Given problem 1:
Using the wind power text, answer:
(a) Once wind power passes what proportion, does it become very difficult to incorporate into a conventional grid?
(b) What do utilities regularly maintain to meet peak load demand?
(c) At what percentage of capacity may a coal-fired plant operate?
Given problem 2:
Translate this sentence from the wind power text into Spanish: "One cannot predict very accurately when the wind will blow."

Source text:

And most grand claims for wind power ignore the question: What do you do when there is no wind? I will discuss the problem of intermittency later. One cannot predict very accurately when the wind will blow. Even if one could, it is unlikely to blow in synchrony with power needs. It becomes very difficult to incorporate erratic wind power into a conventional grid once the proportion of wind power passes 20 percent. Germany is approaching that level, now, and Denmark has stopped adding wind power.
While fossil fuel energy is available, expansion beyond that line may not be economical. When fossil fuel is gone, wind may be the best of some bad choices. Utilities regularly maintain excess gas-fired capacity, which stands idle most of the time, to meet peak load demand. Wind may eventually help to meet that demand, or perhaps to power some form of energy storage. However, the shortage of good sites will probably limit our wind energy output.7
A shift to wind will be expensive. Wind turbines generate only about 20-30 percent of their rated capacity, because of erratic winds, while a coal-fired plant may operate at 90% of capacity. The installed costs of both types of plant are roughly similar, so the capital costs of wind energy will be three or four times that of the coal plant.

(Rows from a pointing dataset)
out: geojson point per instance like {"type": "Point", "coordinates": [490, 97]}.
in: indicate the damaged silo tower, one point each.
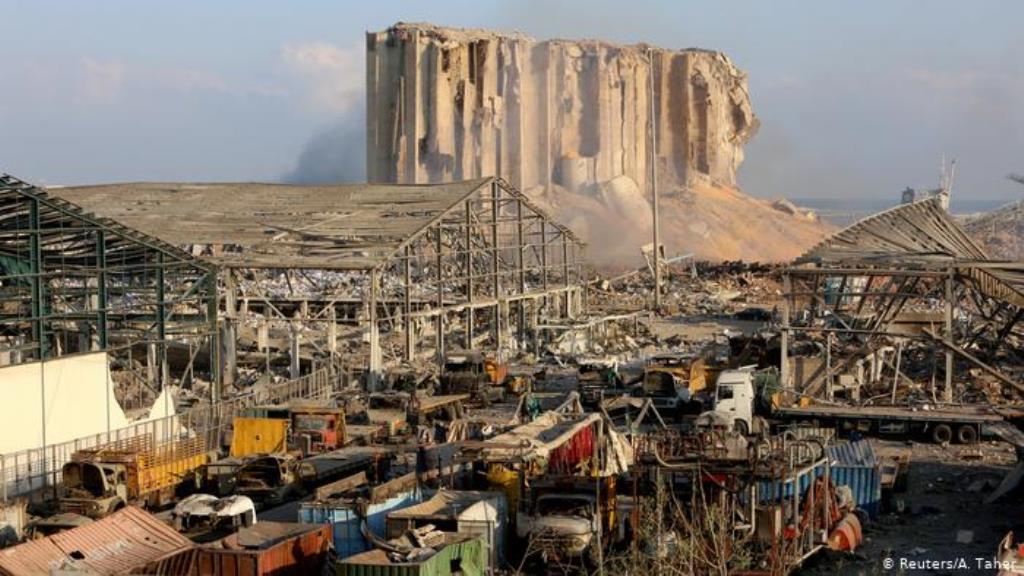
{"type": "Point", "coordinates": [449, 105]}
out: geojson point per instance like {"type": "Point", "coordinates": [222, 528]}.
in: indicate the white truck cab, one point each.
{"type": "Point", "coordinates": [734, 399]}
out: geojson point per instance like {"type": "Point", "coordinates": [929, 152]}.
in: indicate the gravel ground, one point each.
{"type": "Point", "coordinates": [944, 500]}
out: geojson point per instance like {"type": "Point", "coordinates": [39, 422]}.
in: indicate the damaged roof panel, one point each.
{"type": "Point", "coordinates": [920, 232]}
{"type": "Point", "coordinates": [337, 227]}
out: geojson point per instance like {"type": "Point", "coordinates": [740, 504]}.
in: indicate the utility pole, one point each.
{"type": "Point", "coordinates": [653, 184]}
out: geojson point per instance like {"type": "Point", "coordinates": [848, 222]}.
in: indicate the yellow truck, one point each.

Exercise solution 1:
(a) 20 percent
(b) Excess gas-fired capacity, which stands idle most of the time
(c) 90%

Exercise solution 2:
No se puede predecir con mucha precisión cuándo soplará el viento.